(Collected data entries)
______________________________

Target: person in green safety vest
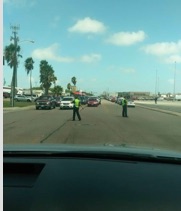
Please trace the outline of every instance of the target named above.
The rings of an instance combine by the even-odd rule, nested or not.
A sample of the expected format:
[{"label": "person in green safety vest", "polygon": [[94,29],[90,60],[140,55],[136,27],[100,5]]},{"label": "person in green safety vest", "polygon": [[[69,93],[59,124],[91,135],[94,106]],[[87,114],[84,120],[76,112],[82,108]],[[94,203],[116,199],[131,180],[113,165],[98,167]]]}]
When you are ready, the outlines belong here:
[{"label": "person in green safety vest", "polygon": [[128,101],[126,100],[126,98],[123,98],[122,99],[122,117],[128,117],[128,114],[127,114],[127,104],[128,104]]},{"label": "person in green safety vest", "polygon": [[75,100],[72,101],[74,103],[74,107],[73,107],[73,121],[75,121],[75,116],[77,115],[79,121],[81,121],[81,116],[79,113],[79,108],[81,106],[80,100],[78,99],[78,97],[75,97]]}]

______________________________

The problem
Your answer should be only a number: how many lines in the records hold the word "instance".

Task answer
2